* Recorded data
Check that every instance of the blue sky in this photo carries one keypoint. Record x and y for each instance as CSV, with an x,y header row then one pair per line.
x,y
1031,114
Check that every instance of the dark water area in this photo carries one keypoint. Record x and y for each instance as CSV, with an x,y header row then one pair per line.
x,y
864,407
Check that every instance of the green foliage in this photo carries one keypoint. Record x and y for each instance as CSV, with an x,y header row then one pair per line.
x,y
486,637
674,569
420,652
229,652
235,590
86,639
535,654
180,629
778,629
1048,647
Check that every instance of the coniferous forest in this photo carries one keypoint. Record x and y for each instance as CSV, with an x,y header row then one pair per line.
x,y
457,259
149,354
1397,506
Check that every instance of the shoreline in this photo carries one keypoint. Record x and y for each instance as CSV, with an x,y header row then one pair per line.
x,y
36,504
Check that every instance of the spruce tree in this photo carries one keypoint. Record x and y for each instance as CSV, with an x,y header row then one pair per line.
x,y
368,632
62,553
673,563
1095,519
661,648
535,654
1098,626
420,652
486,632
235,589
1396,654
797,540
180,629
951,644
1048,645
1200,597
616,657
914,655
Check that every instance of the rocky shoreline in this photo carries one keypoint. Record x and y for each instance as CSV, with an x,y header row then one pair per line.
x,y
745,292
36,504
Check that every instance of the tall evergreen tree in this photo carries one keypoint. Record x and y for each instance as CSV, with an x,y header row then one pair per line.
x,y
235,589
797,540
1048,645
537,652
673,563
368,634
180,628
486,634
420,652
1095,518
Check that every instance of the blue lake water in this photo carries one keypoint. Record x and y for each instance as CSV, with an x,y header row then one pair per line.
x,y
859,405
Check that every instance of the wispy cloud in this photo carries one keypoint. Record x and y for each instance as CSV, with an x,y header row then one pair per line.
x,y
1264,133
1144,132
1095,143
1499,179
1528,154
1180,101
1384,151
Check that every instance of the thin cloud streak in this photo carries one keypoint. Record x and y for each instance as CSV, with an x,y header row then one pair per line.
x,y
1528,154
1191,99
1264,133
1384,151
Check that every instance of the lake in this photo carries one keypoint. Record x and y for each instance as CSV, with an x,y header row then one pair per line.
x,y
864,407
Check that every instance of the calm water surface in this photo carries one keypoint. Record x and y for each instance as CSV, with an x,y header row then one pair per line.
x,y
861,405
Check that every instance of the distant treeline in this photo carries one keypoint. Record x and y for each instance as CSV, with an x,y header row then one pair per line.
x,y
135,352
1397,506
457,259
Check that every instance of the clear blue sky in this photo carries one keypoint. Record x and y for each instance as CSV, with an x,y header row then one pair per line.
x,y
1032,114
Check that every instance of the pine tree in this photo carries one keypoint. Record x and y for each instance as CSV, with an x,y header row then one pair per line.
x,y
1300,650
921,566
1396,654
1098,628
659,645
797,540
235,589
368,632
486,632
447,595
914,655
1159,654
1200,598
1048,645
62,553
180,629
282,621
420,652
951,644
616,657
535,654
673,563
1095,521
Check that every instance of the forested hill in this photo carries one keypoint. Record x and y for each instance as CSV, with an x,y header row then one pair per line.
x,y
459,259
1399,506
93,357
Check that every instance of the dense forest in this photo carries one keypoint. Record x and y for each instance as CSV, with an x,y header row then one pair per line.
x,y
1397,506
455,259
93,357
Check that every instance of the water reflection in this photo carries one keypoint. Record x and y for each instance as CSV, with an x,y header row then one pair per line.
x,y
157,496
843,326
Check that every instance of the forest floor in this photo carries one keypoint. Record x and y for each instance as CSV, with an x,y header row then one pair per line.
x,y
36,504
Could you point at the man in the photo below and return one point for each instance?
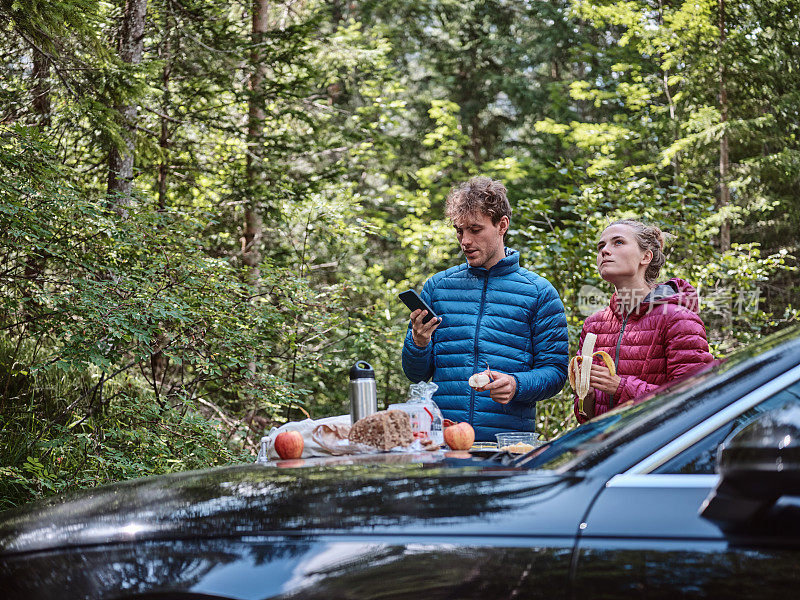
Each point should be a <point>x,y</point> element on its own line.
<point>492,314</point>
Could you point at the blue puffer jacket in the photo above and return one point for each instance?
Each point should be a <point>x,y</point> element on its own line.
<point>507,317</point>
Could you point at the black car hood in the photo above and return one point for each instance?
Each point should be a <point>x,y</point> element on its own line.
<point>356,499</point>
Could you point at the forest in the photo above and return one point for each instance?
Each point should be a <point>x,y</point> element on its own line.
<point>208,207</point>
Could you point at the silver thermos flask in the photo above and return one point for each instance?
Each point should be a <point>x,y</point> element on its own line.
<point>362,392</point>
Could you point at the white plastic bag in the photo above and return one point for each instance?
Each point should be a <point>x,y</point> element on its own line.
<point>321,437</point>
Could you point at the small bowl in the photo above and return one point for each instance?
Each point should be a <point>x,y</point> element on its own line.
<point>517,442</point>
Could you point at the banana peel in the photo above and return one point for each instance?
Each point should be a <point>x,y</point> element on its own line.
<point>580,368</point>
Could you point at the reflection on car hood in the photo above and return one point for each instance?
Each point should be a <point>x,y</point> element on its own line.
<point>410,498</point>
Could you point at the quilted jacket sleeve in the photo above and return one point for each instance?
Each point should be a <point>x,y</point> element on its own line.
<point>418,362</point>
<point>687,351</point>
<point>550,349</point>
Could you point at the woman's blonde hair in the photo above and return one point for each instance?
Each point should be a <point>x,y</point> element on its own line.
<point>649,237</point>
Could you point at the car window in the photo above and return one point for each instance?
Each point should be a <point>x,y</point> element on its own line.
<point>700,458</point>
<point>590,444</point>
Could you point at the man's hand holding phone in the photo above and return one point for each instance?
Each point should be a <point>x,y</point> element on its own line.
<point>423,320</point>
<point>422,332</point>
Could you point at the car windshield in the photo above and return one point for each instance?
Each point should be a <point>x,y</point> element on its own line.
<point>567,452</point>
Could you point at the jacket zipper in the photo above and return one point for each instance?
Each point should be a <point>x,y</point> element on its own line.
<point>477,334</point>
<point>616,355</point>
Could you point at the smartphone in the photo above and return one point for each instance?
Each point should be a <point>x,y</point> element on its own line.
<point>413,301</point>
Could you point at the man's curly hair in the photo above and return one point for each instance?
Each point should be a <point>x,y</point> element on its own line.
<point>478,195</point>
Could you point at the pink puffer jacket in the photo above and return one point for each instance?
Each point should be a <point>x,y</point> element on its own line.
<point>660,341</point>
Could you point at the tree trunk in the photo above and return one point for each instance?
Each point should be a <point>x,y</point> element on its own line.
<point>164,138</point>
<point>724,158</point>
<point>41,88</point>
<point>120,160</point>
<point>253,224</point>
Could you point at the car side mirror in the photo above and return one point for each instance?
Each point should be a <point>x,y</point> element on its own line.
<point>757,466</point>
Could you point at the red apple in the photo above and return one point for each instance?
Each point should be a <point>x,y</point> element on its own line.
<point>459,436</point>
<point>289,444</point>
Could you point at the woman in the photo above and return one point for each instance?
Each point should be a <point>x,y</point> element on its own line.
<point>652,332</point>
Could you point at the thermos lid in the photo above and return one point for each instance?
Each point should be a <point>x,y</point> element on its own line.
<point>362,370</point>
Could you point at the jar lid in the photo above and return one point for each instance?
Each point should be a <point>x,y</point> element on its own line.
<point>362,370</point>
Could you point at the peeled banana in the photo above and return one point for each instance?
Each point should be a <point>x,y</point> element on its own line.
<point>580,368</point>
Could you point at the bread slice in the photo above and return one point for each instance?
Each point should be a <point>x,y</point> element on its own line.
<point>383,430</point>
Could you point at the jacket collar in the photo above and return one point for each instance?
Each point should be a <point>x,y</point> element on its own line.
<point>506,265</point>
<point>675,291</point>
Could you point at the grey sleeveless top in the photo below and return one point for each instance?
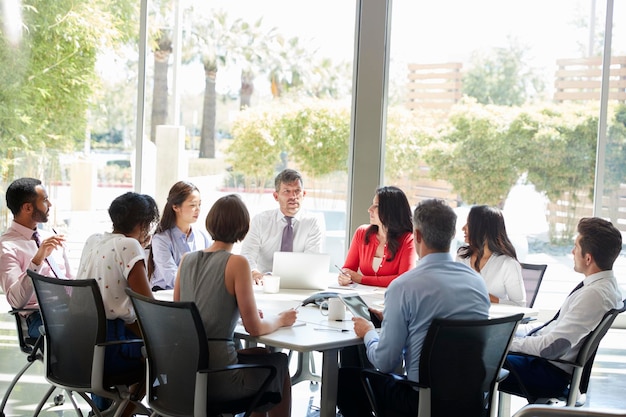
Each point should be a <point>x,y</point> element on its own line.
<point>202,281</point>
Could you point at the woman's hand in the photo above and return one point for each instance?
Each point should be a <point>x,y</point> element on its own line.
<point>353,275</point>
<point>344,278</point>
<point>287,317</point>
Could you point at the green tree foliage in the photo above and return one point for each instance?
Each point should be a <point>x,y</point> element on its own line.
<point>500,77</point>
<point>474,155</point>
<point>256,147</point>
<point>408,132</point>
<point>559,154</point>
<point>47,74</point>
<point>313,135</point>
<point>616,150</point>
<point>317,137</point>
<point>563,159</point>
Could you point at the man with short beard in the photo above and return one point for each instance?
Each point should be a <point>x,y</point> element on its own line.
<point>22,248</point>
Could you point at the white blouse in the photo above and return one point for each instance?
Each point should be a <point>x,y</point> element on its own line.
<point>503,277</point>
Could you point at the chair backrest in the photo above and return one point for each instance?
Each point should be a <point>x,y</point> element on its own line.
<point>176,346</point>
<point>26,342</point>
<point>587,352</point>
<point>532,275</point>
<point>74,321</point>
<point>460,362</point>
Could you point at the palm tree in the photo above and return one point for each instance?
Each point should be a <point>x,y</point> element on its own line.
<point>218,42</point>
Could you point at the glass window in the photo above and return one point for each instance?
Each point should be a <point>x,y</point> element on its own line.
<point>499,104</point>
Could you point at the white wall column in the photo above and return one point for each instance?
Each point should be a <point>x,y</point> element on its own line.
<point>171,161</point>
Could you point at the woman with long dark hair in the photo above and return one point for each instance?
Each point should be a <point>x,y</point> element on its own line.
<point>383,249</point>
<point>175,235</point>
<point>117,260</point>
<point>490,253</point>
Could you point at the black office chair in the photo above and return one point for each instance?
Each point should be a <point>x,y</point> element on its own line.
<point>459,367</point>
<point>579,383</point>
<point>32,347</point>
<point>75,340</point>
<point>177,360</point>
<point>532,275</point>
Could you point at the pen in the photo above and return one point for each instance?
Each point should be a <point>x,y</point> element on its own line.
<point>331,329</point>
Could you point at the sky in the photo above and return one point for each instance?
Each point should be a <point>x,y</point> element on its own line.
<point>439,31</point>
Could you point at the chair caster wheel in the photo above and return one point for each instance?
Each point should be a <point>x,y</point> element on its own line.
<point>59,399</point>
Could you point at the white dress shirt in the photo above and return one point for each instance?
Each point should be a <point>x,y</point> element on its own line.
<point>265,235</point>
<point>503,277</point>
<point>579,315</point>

---

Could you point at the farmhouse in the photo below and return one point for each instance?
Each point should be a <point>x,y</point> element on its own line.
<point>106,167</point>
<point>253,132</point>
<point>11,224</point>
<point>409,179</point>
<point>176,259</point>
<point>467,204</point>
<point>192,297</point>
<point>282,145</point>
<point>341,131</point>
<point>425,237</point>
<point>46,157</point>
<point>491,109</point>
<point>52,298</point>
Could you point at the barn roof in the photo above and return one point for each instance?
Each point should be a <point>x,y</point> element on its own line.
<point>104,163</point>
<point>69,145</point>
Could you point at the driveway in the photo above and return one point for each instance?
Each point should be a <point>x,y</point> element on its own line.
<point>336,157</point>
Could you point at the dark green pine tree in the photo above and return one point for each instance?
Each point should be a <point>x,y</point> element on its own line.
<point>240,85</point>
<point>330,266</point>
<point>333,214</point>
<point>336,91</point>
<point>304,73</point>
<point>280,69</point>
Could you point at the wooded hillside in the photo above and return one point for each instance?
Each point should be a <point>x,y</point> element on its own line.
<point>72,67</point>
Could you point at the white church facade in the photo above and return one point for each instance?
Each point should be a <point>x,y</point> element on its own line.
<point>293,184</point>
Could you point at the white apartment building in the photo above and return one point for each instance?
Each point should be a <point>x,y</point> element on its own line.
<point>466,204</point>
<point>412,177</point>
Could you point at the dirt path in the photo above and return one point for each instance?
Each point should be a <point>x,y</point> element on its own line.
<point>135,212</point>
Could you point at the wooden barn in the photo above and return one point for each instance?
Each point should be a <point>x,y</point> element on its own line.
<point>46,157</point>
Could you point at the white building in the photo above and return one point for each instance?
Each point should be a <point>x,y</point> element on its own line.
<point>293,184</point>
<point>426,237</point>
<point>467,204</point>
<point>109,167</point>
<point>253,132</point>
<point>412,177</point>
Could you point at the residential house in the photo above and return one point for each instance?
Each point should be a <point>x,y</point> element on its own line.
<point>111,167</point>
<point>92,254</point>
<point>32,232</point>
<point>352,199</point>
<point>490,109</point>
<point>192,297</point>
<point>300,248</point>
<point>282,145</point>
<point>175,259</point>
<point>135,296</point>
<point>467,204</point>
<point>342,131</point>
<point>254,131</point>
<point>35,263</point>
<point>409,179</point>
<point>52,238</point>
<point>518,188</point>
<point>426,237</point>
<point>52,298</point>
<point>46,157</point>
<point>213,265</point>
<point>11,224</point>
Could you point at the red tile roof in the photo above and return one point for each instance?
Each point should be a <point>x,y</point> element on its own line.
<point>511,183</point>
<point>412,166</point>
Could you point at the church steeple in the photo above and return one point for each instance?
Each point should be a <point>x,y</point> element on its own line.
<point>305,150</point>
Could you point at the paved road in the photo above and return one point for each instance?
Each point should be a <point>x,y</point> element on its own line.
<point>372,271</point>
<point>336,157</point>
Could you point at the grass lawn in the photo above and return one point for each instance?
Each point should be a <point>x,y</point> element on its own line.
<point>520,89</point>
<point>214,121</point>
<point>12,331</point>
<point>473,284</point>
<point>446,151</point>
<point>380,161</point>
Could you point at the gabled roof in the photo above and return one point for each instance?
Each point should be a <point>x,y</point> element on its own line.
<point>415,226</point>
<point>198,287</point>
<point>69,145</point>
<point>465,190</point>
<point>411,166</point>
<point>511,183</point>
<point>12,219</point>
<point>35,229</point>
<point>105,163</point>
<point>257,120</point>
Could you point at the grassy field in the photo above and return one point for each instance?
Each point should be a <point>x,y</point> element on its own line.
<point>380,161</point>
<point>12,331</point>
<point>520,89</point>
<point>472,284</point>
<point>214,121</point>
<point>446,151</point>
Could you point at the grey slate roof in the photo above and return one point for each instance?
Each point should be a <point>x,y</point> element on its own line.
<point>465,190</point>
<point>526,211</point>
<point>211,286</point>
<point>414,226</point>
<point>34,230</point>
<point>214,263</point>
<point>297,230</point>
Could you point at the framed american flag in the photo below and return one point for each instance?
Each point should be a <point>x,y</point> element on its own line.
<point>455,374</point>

* Set exercise
Please filter the records above, keeping only the lines that contain the word "thermos". Copy each such line in full.

* Result below
Could you point at the silver thermos flask in the photo above and return one point for each instance?
Could you point at the thermos lid in the photo above and return one point for each instance?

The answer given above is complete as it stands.